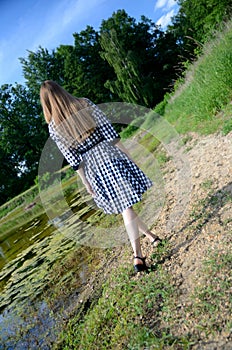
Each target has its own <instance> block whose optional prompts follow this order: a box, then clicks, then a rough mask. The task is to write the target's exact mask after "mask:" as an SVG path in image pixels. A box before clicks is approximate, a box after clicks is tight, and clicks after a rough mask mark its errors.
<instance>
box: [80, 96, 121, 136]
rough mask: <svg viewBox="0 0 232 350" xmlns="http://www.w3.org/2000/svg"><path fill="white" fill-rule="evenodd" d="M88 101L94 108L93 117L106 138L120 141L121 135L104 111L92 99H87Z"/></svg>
mask: <svg viewBox="0 0 232 350" xmlns="http://www.w3.org/2000/svg"><path fill="white" fill-rule="evenodd" d="M87 101H88V103H89V105H90V106H91V108H92V114H93V117H94V119H95V121H96V124H97V126H98V128H99V130H100V132H101V134H102V136H103V137H104V139H105V140H107V141H115V142H118V140H119V139H120V135H119V134H118V133H117V131H116V130H115V129H114V127H113V126H112V124H111V123H110V121H109V120H108V118H107V117H106V115H105V114H104V113H103V111H102V110H101V109H100V108H99V107H98V106H97V105H95V104H94V103H93V102H91V101H90V100H88V99H87Z"/></svg>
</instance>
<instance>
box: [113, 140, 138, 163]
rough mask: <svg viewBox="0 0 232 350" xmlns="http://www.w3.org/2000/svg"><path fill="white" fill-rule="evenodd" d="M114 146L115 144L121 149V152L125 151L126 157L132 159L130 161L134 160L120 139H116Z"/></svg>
mask: <svg viewBox="0 0 232 350" xmlns="http://www.w3.org/2000/svg"><path fill="white" fill-rule="evenodd" d="M115 146H117V147H118V148H119V149H120V150H121V151H123V153H125V154H126V155H127V157H128V158H129V159H130V160H132V162H134V161H133V159H132V158H131V155H130V153H129V151H128V149H127V148H126V147H125V146H124V145H123V144H122V142H121V141H118V142H117V143H115Z"/></svg>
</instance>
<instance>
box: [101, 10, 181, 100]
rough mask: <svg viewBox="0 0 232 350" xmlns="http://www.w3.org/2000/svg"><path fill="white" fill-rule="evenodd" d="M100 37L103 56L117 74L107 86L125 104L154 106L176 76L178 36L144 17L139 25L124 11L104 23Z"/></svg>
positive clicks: (177, 61) (177, 46)
mask: <svg viewBox="0 0 232 350" xmlns="http://www.w3.org/2000/svg"><path fill="white" fill-rule="evenodd" d="M100 34H101V35H100V44H101V47H102V52H101V56H102V57H103V58H104V59H105V60H106V61H107V62H108V63H109V65H110V66H112V67H113V69H114V72H115V75H116V79H114V80H110V79H108V80H107V81H106V83H105V86H106V87H108V88H109V89H110V91H111V92H112V93H115V94H117V95H118V96H119V97H120V98H121V99H122V100H123V101H128V102H131V103H137V104H140V105H144V106H147V107H154V105H155V104H156V103H157V102H159V101H160V100H161V99H162V97H163V95H164V89H165V88H166V89H168V88H169V84H170V83H171V82H172V79H174V78H175V77H176V71H175V68H174V67H175V65H177V62H178V54H179V48H178V45H177V44H176V41H175V39H174V36H173V35H172V34H171V33H166V34H164V33H163V32H162V31H161V30H160V29H159V28H158V27H157V26H156V25H155V23H153V22H152V21H151V20H149V19H148V18H146V17H144V16H142V17H141V21H140V22H139V23H136V21H135V19H134V18H132V17H130V16H128V15H127V13H126V12H125V11H124V10H120V11H118V12H117V13H113V15H112V17H111V18H109V19H108V20H105V21H103V22H102V26H101V28H100Z"/></svg>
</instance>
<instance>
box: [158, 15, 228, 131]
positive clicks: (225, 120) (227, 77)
mask: <svg viewBox="0 0 232 350" xmlns="http://www.w3.org/2000/svg"><path fill="white" fill-rule="evenodd" d="M231 47H232V22H229V23H227V25H226V26H225V29H224V32H223V33H219V34H218V37H217V38H216V39H215V40H213V41H210V42H209V43H208V44H206V45H205V47H204V50H203V54H202V55H201V56H200V57H199V58H198V60H197V61H196V62H195V63H193V64H192V65H191V66H190V67H189V69H188V70H187V72H186V73H185V77H184V78H181V79H180V81H178V82H177V83H176V86H175V91H174V92H173V93H172V94H171V95H169V100H168V103H167V104H166V106H165V109H164V112H163V115H164V117H165V118H166V119H167V120H168V121H169V122H170V123H171V124H172V125H174V126H175V128H176V130H177V132H180V133H186V132H189V131H196V132H199V133H201V134H210V133H214V132H216V131H218V130H221V131H223V133H224V134H225V133H228V132H230V131H231V130H232V124H231V106H230V101H231V99H232V70H231V66H232V50H231ZM166 99H167V97H166ZM157 108H158V107H157ZM157 111H158V109H157ZM224 111H225V112H224Z"/></svg>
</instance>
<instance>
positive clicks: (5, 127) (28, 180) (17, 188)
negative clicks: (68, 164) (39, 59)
mask: <svg viewBox="0 0 232 350" xmlns="http://www.w3.org/2000/svg"><path fill="white" fill-rule="evenodd" d="M40 113H41V109H40V105H39V104H38V99H36V97H35V95H34V94H33V93H32V92H31V91H30V90H28V89H26V88H25V87H24V86H22V85H19V84H17V85H16V86H12V85H7V84H6V85H3V86H2V88H1V91H0V135H1V138H0V159H1V165H0V166H1V171H0V179H1V187H0V204H2V203H4V202H5V201H6V200H7V199H9V198H11V197H13V196H15V195H17V194H18V193H20V192H21V191H22V190H24V189H26V188H28V187H29V186H30V185H32V183H33V180H34V178H35V175H36V172H37V166H38V161H39V158H40V154H41V150H42V148H43V145H44V142H45V140H46V138H47V132H46V129H45V127H44V126H45V125H44V123H43V120H42V118H41V116H40Z"/></svg>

■ EXERCISE OBJECTIVE ■
From first line to last, return the records verbatim without their pictures.

■ ANSWER SPACE ■
Each target has its own <instance> block whose optional prompts follow this order: a box, then clicks, then a rough mask. The task is to write the target's exact mask after "mask:" as an SVG path in image pixels. A box before clicks is approximate, a box after clicks is tight, and clicks after a rough mask mark its errors.
<instance>
box: [80, 96, 121, 136]
rough mask: <svg viewBox="0 0 232 350" xmlns="http://www.w3.org/2000/svg"><path fill="white" fill-rule="evenodd" d="M88 101L94 108L93 117L106 138L120 141L121 135L104 111L92 99H87Z"/></svg>
mask: <svg viewBox="0 0 232 350" xmlns="http://www.w3.org/2000/svg"><path fill="white" fill-rule="evenodd" d="M87 101H88V103H89V105H90V106H91V108H92V114H93V117H94V119H95V121H96V124H97V126H98V128H99V130H100V132H101V134H102V136H103V137H104V139H105V140H107V141H115V142H118V140H119V139H120V135H119V134H118V133H117V131H116V130H115V129H114V127H113V126H112V124H111V123H110V121H109V120H108V118H107V117H106V115H105V114H104V113H103V111H102V110H101V109H100V108H99V107H98V106H97V105H95V104H94V103H93V102H91V101H90V100H88V99H87Z"/></svg>
</instance>
<instance>
box: [113, 140, 138, 163]
rough mask: <svg viewBox="0 0 232 350" xmlns="http://www.w3.org/2000/svg"><path fill="white" fill-rule="evenodd" d="M114 146L115 144L121 149V152L125 151L126 157L132 159L130 161L134 160L120 139H116Z"/></svg>
mask: <svg viewBox="0 0 232 350" xmlns="http://www.w3.org/2000/svg"><path fill="white" fill-rule="evenodd" d="M115 146H117V147H118V148H119V149H120V150H121V151H123V153H125V154H126V155H127V157H128V158H129V159H130V160H132V162H134V161H133V159H132V158H131V155H130V153H129V151H128V149H127V148H126V147H125V146H124V145H123V144H122V142H121V141H118V142H117V143H115Z"/></svg>
</instance>
<instance>
box: [101, 10, 181, 100]
rough mask: <svg viewBox="0 0 232 350" xmlns="http://www.w3.org/2000/svg"><path fill="white" fill-rule="evenodd" d="M100 37L103 56L117 74L107 86L125 104L154 106L176 76L178 36L144 17L139 25L124 11L104 23Z"/></svg>
positive clicks: (177, 61) (177, 46)
mask: <svg viewBox="0 0 232 350" xmlns="http://www.w3.org/2000/svg"><path fill="white" fill-rule="evenodd" d="M100 34H101V35H100V44H101V47H102V52H101V56H102V57H103V58H104V59H105V60H106V61H107V62H108V63H109V65H110V66H112V67H113V69H114V72H115V75H116V79H114V80H110V79H108V80H107V81H106V83H105V86H106V87H108V88H109V89H110V91H111V92H112V93H115V94H117V95H118V96H119V97H120V98H121V99H122V100H123V101H128V102H131V103H137V104H140V105H144V106H147V107H154V105H155V104H156V103H157V102H159V101H160V100H161V99H162V97H163V95H164V89H165V88H166V89H168V88H169V84H170V83H171V82H172V79H174V78H175V77H176V71H175V68H174V67H175V65H177V62H178V54H179V48H178V45H177V44H176V41H175V39H174V36H173V35H172V34H171V33H166V34H164V33H163V32H162V31H161V30H160V29H159V28H158V27H157V26H156V25H155V23H153V22H152V21H151V20H149V19H148V18H146V17H144V16H142V17H141V21H140V22H139V23H136V21H135V19H134V18H132V17H130V16H128V15H127V13H126V12H125V11H124V10H120V11H118V12H117V13H113V15H112V17H111V18H109V19H108V20H105V21H103V22H102V26H101V28H100Z"/></svg>
</instance>
<instance>
box: [158, 15, 228, 131]
positive clicks: (225, 120) (227, 77)
mask: <svg viewBox="0 0 232 350" xmlns="http://www.w3.org/2000/svg"><path fill="white" fill-rule="evenodd" d="M231 47H232V22H229V23H227V25H226V26H225V29H224V32H223V33H219V34H218V37H217V38H216V39H215V40H213V41H210V42H209V43H208V44H206V45H205V47H204V50H203V54H202V55H201V56H200V57H199V58H198V60H197V61H196V62H195V63H193V64H192V65H191V66H190V67H189V69H188V70H187V72H186V73H185V77H184V78H181V79H180V81H178V82H177V83H176V86H175V91H174V92H173V93H172V94H171V95H169V100H168V103H167V104H166V106H165V109H164V112H163V115H164V117H165V118H166V119H167V120H168V121H169V122H170V123H171V124H172V125H174V126H175V128H176V130H177V132H180V133H186V132H189V131H196V132H199V133H201V134H210V133H214V132H216V131H218V130H221V131H223V133H224V134H225V133H228V132H230V131H231V130H232V124H231V106H230V101H231V99H232V70H231V66H232V50H231ZM166 99H167V97H166ZM157 108H158V107H157ZM157 111H158V109H157ZM224 111H225V112H224Z"/></svg>
</instance>
<instance>
positive clicks: (5, 127) (28, 180) (17, 188)
negative clicks: (68, 164) (39, 59)
mask: <svg viewBox="0 0 232 350" xmlns="http://www.w3.org/2000/svg"><path fill="white" fill-rule="evenodd" d="M40 113H41V109H40V105H39V104H38V99H36V97H35V95H34V94H33V93H32V92H31V91H30V90H28V89H26V88H25V87H24V86H22V85H19V84H17V85H16V86H12V85H7V84H6V85H3V86H2V88H1V91H0V135H1V138H0V159H1V165H0V166H1V171H0V179H1V187H0V204H2V203H4V202H5V201H6V200H7V199H9V198H11V197H13V196H15V195H17V194H18V193H20V192H21V191H22V190H24V189H26V188H28V187H29V186H30V185H32V183H33V180H34V178H35V175H36V172H37V166H38V161H39V158H40V154H41V150H42V148H43V145H44V142H45V140H46V138H47V132H46V129H45V127H44V126H45V125H44V123H43V120H42V118H41V116H40Z"/></svg>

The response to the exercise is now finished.